• **Anforderung 1**
Übersetzen Sie den folgenden Satz aus dem Textauszug über Martha Nussbaums Buch ins Englische: »Das größte Vergnügen bei der Arbeit an ihrem Buch „Gerechtigkeit für Tiere“ habe ihr das intensive Studium der Forschungsarbeiten zu allen Bereichen der Tierwelt bereitet, schreibt die Philosophin und Rechtstheoretikerin Martha Nussbaum im Vorwort.«
• **Anforderung 2**
Entscheiden Sie für jede Aussage mit Ja oder Nein, ob sie mit dem Textauszug übereinstimmt, und führen Sie jeweils die ausschlaggebenden Worte des Textauszugs wörtlich an. (a) Martha Nussbaum ist Philosophin und Rechtstheoretikerin. (b) Man weiß heute genau, wie alt Schweine werden können. (c) Die wissenschaftlichen Entdeckungen zu den Fähigkeiten der Tiere bilden den Hintergrund von Nussbaums Denken.
• **Anforderung 3**
Nennen Sie alle Wörter im Textauszug, die mit dem Buchstaben „V“ oder „v“ beginnen.

• **Textauszug**
************

Das größte Vergnügen bei der Arbeit an ihrem Buch „Gerechtigkeit für Tiere“ habe ihr das intensive Studium der Forschungsarbeiten zu allen Bereichen der Tierwelt bereitet, schreibt die Philosophin und Rechtstheoretikerin Martha Nussbaum im Vorwort. Man merkt es dem Buch von der ersten bis zur letzten Zeile an. Die Entdeckungen der Wissenschaft zu den Fähigkeiten der Tiere, die in den letzten Jahrzehnten stark zugenommen haben, bilden den Hintergrund von Nussbaums Denken, das sich an der düsteren Gegenwart entzündet. Dass niemand mehr sagen könne, wie alt Schweine werden würden, ließe man sie je ein Leben nach ihren Wünschen führen, ist ein Beleg für diese düstere Situation; vom Artensterben gar nicht zu reden.

************

• **Bereitgestelltes Material**
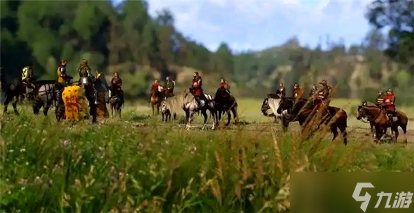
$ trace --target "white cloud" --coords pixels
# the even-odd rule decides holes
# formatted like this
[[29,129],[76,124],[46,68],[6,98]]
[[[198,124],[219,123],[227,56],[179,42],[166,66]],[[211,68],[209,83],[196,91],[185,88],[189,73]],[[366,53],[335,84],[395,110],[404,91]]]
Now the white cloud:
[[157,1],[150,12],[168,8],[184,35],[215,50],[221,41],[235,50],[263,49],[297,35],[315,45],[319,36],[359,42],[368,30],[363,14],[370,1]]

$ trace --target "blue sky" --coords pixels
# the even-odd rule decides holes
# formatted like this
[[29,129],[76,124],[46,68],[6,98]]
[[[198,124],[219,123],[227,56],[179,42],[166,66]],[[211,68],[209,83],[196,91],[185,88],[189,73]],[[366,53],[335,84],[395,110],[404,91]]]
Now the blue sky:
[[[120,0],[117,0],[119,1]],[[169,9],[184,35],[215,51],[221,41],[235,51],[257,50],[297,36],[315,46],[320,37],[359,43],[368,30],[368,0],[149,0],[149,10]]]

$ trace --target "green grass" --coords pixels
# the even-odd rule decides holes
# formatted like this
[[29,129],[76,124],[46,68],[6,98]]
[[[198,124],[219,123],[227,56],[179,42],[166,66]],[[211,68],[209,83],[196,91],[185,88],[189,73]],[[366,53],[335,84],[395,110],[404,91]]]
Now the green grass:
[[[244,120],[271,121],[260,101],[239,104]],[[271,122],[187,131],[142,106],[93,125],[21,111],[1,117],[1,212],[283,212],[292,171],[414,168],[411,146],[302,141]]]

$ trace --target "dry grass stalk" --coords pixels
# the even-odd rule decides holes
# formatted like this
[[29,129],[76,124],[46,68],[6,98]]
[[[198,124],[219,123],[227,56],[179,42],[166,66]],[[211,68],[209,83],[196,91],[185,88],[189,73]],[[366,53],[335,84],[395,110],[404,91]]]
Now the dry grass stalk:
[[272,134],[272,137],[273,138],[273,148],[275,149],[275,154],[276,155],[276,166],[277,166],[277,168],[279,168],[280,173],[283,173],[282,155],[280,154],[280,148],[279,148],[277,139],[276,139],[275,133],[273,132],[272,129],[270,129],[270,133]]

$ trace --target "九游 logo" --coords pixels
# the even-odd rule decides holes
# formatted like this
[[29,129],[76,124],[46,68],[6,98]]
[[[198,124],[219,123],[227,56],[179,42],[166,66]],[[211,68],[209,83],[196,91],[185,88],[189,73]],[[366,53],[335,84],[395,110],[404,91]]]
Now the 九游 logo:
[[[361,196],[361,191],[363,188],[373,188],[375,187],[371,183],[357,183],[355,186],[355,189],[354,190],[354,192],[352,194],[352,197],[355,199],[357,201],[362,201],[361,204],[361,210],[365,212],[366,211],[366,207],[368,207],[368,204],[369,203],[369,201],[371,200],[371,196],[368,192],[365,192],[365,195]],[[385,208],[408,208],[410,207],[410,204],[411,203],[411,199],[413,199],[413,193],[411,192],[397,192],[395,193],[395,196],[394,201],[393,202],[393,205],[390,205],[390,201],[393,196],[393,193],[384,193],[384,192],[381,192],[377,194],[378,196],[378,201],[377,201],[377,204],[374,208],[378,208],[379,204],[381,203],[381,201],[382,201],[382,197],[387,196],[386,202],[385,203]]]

************

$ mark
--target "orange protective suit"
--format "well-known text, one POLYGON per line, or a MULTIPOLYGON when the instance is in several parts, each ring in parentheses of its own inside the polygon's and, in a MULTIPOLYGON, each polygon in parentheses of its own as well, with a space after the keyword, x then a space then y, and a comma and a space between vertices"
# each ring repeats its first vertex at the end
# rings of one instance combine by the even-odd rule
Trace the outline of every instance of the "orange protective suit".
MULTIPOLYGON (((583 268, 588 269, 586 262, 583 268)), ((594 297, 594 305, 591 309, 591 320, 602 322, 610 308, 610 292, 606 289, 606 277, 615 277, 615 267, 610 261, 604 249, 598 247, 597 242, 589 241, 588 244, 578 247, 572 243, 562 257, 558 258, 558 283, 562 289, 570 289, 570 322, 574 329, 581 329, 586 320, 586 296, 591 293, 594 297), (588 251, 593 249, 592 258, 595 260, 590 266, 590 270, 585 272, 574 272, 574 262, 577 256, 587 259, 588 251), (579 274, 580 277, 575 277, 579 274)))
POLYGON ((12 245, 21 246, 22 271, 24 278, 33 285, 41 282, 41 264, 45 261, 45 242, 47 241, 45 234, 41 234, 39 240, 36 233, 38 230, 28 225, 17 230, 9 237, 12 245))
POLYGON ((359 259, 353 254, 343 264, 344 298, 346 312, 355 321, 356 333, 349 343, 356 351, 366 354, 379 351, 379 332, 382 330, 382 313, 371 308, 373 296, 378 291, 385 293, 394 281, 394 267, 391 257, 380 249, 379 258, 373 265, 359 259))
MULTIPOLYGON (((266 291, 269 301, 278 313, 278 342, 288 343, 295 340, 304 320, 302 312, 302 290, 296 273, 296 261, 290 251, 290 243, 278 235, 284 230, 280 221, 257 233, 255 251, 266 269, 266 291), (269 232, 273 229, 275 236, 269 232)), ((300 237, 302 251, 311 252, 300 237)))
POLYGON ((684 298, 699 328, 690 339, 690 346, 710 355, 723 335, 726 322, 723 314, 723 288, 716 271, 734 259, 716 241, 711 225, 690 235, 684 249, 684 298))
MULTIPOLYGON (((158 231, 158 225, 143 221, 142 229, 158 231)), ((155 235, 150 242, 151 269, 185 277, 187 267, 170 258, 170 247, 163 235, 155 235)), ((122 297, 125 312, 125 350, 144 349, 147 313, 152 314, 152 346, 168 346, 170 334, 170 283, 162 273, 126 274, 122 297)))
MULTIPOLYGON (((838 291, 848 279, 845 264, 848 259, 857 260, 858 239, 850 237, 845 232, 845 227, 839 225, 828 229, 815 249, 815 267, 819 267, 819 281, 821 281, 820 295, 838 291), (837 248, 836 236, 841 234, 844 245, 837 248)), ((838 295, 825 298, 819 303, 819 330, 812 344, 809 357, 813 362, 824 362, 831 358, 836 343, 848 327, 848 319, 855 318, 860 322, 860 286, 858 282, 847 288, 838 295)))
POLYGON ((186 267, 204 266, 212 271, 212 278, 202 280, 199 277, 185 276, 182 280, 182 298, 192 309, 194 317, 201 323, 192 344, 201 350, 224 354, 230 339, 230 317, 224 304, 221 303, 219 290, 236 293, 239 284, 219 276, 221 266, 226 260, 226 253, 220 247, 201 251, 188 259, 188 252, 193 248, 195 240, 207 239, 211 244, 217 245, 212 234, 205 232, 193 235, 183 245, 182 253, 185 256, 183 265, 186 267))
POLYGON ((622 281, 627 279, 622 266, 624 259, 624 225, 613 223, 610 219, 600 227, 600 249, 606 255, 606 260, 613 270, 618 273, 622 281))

************

• **Antwortfeld 1**
The greatest pleasure in working on her book "Justice for Animals" came from the intensive study of research on all areas of the animal world, writes the philosopher and legal theorist Martha Nussbaum in the preface.

• **Antwortfeld 2**
(a) Ja: „die Philosophin und Rechtstheoretikerin Martha Nussbaum“
(b) Nein: „Dass niemand mehr sagen könne, wie alt Schweine werden würden“
(c) Ja: „Die Entdeckungen der Wissenschaft zu den Fähigkeiten der Tiere, die in den letzten Jahrzehnten stark zugenommen haben, bilden den Hintergrund von Nussbaums Denken“

• **Antwortfeld 3**
Vergnügen, Vorwort, von, vom